* BEGIN Recorded data *

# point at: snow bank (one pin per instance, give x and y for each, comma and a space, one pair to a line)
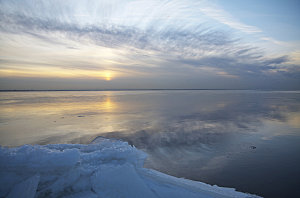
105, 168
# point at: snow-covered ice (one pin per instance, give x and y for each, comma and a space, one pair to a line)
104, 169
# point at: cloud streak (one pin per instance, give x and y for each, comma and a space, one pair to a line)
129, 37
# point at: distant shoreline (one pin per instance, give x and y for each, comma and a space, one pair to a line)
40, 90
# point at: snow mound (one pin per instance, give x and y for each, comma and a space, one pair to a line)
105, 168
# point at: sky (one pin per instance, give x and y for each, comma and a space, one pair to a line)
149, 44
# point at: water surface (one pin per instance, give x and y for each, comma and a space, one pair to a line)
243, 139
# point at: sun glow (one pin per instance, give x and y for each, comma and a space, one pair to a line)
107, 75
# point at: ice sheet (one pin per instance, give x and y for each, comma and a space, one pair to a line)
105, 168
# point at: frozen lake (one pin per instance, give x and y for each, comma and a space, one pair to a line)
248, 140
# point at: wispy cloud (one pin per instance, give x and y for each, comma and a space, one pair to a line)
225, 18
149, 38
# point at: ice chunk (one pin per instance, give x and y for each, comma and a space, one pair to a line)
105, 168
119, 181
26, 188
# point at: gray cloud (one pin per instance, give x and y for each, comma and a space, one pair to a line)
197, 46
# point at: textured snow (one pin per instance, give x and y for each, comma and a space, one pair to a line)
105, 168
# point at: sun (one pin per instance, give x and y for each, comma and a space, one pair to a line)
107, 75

* END Recorded data *
* BEGIN Recorded data *

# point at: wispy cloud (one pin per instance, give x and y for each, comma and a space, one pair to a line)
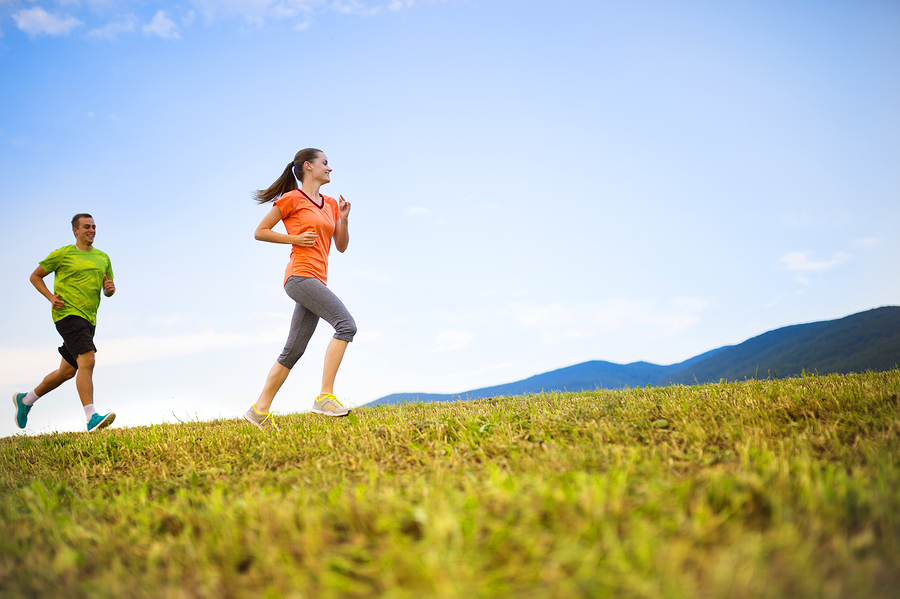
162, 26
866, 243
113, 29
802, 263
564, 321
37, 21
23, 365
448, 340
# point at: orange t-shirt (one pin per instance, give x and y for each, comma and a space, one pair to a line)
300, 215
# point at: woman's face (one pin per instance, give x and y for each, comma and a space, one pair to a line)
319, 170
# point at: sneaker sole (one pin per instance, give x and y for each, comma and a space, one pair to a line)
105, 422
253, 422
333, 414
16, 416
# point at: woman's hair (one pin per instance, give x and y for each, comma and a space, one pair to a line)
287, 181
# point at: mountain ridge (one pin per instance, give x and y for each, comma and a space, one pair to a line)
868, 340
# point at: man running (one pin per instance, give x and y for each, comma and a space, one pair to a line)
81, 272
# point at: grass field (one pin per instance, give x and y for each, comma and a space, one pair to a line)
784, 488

* END Recorded data *

> **Task details**
Gather every line from the items above that contains the word "cloud", and copy each one out in full.

> **Answer for this exercise**
# point at: cloud streak (one pin per instance, give x and y for each, comma and a space, one pair to a line)
# point at: wispy cloud (one pin per instance, give x and y for each, comma and a space, one pair to a line)
# point at: gray cloud (one pin per instance, give x and y for each, comma and a space, one pair to a line)
# point at: wispy cloud (one pin per instance, give x and y for each, comma and a space, one pair to a line)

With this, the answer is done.